- _Texte fourni_
-*-*-

Je réfléchis beaucoup aux notions de priorités et de décence ces jours-ci. En ce moment, l’actualité autour du sujet qui me mobilise, de nouveau sous le feu des projecteurs depuis que le Sénat a adopté une proposition de loi pour interdire l’écriture inclusive, me confronte à un paradoxe intérieur : j’ai envie de défendre ce sujet bec et ongles, mais est-ce vraiment la priorité alors que le monde vit dans le chaos ? Est-il décent d’aller saisir chaque opportunité de faire de la pédagogie quand les bombes tombent ? Est-il hypocrite de me poser ces questions maintenant alors que l’humanité n’a pas attendu l’actualité récente pour vivre dans la violence et dans la haine ? Faut-il, au fond, hiérarchiser les luttes ?
Rester dans l’action, influencer, élargir les horizons
Dans ces cas-là, pour ne pas sombrer dans la paralysie et l’anxiété, je me rappelle l’existence d’un outil mis au point par Steven Corvey, le cercle d’influence, qui répartit nos sources d’inquiétude en 3 cercles concentriques pour nous aider à passer à l’action sur ce qui compte vraiment : le plus grand cercle, qui englobe tous les autres, est celui des préoccupations (concern), c’est-à-dire tout ce qui nous inquiète ; le second est celui de l’influence où les personnes proactives vont se concentrer et influencer le cours des évènements en fonction de leurs capacités et leur position ; le troisième est le cercle du contrôle, celui des sujets sur lesquels on a une maîtrise directe des évènements. Ce cercle est différent pour chaque personne en fonction de sa situation personnelle, de son réseau, de son pouvoir d’agir aussi.
En ce moment, je sais qu’il y a un sujet sur lequel je peux avoir une influence et je l’exerce : je peux contribuer au débat sur l’écriture inclusive (que je préfère appeler langage inclusif, d’ailleurs) en apportant des éléments de compréhension pour que chacun et chacune puisse se faire un avis éclairé. Je l’ai fait en créant une vidéo pédagogique sur Instagram, en partageant ma vision du pouvoir du langage dans la culture d’entreprise dans le podcast Inclusivement vôtre de Laura Driancourt ou Les Alignées de Charline Moreau, en signant aux côtés de 130 autres féministes une tribune parue dans Le Monde initiée par Eliane Viennot et Typhaine D, en même en allant sur CNews participer à un « débat ».

-*-*-

- _Matériel fourni_
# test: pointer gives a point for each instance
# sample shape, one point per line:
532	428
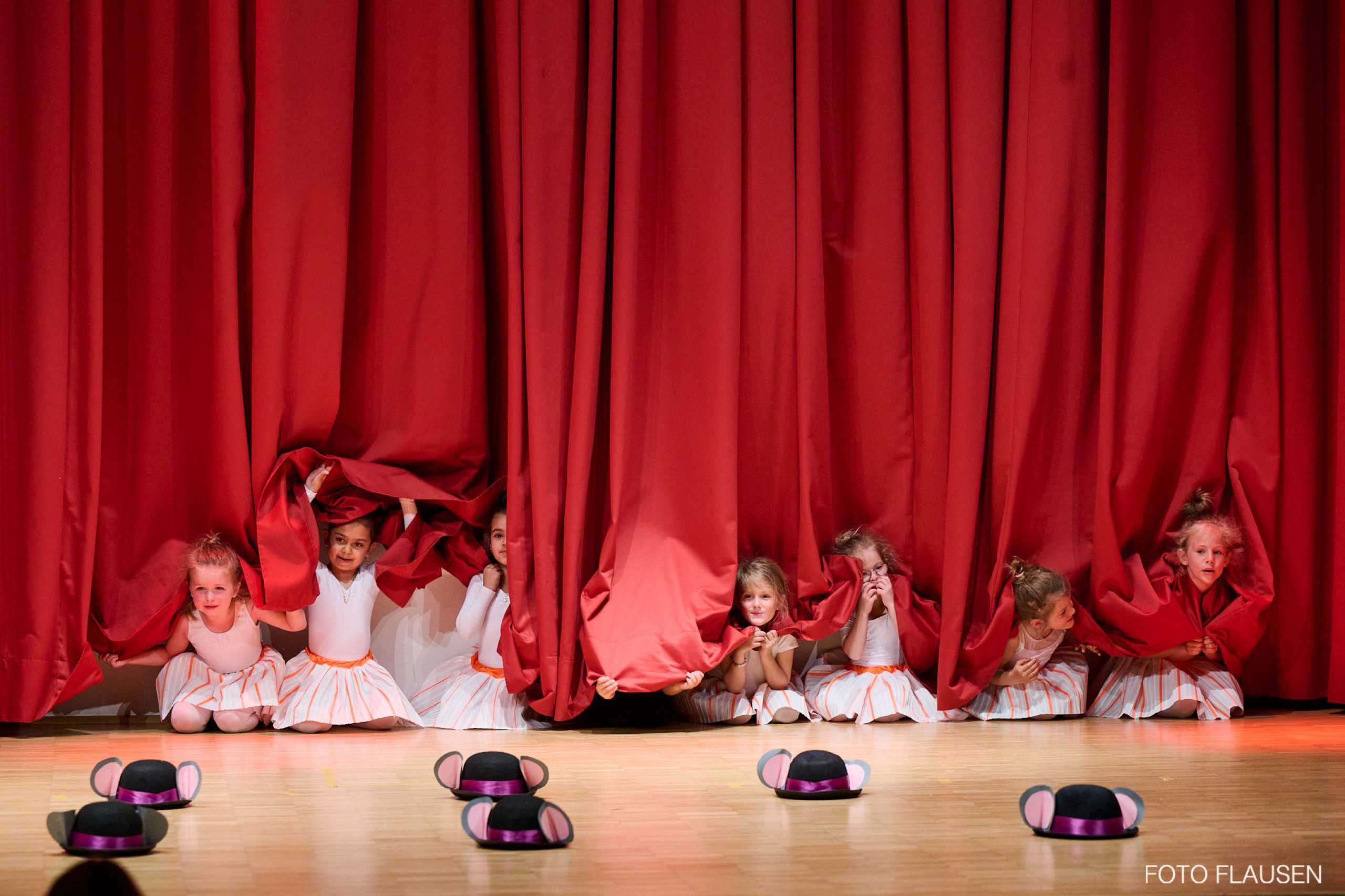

-*-*-

- _Consigne A_
Recopiez, dans le texte sur l'écriture inclusive, tout ce qui va de « Je réfléchis beaucoup » jusqu'à « les luttes ? ».
- _Consigne B_
Poursuivez le texte sur l'écriture inclusive en reprenant juste après sa dernière phrase.
Le matériel fourni n'a aucun lien avec le texte sur l'écriture inclusive.

- _Réponse attendue A_
Je réfléchis beaucoup aux notions de priorités et de décence ces jours-ci. En ce moment, l’actualité autour du sujet qui me mobilise, de nouveau sous le feu des projecteurs depuis que le Sénat a adopté une proposition de loi pour interdire l’écriture inclusive, me confronte à un paradoxe intérieur : j’ai envie de défendre ce sujet bec et ongles, mais est-ce vraiment la priorité alors que le monde vit dans le chaos ? Est-il décent d’aller saisir chaque opportunité de faire de la pédagogie quand les bombes tombent ? Est-il hypocrite de me poser ces questions maintenant alors que l’humanité n’a pas attendu l’actualité récente pour vivre dans la violence et dans la haine ? Faut-il, au fond, hiérarchiser les luttes ?

- _Réponse attendue B_
Pour moi, agir dans ma zone d’influence est une manière d’avoir un impact immédiat mais aussi de continuer à élargir les horizons de réflexion pour le futur. Cette proposition de loi sur l’interdiction de l’écriture inclusive est la 9e depuis 2019, et certainement pas la dernière. Elle mobilise des arguments calqués sur la rhétorique réactionnaire décrite par Albert O. Hirschman et nous enferme dans une vision typographique et genrée du langage inclusif : on ne parle que de point médian et, parfois, d’égalité femmes-hommes. Alors que pour moi, le langage inclusif, c’est bien plus que ça.
En France, et plus généralement, dans les pays qui ont une langue grammaticalement genrée comme l’espagnol, l’allemand ou l’italien, on pense souvent le langage inclusif par le seul prisme du genre (et d’ailleurs dans une perspective très binaire femmes-hommes). Inspirée par les pratiques états-uniennes qui parlent de langage inclusif et précis, j’élargis ma conception du langage inclusif pour analyser tous les termes qui désignent des personnes, les expressions et les messages qui véhiculent des stéréotypes et renforcent les discriminations. Si on prend un exemple très concret, défaire le discours grossophobe dans la publicité est pour moi une des facettes d’une communication inclusive. La dernière campagne de Nos Gestes Climat est un bel exemple, si l’on peut dire, de décryptage utile pour continuer à élargir notre réflexion sur les mots qui nous entourent, qu’ils fassent l’actualité ou non.
Quand écologie rime avec grossophobie
Quand j’ai vu cette campagne pour la première fois, en 4 par 3 dans le métro à Paris, je suis restée en arrêt, littéralement. On y voit une femme, regardant son téléphone, faisant une mine effarée, bouche ouverte, avec le texte « Et vous, connaissez-vous votre poids ? ».
Cette affiche, qui s’inscrit dans une campagne plus large comportant au moins 5 visuels tous sur le même modèle (avec des femmes et des hommes, c’est au moins mixte), émane de Nos Gestes Climat, un calculateur d’empreinte carbone développé par l’Agence de la transition écologique (ADEME) et beta.gouv.fr, en partenariat avec l’Association Bilan Carbone (ABC). Son objectif est de nous encourager à calculer notre empreinte carbone individuelle (exprimée en tonnes de CO2) pour prendre conscience de notre impact sur l’environnement et identifier des moyens de le réduire.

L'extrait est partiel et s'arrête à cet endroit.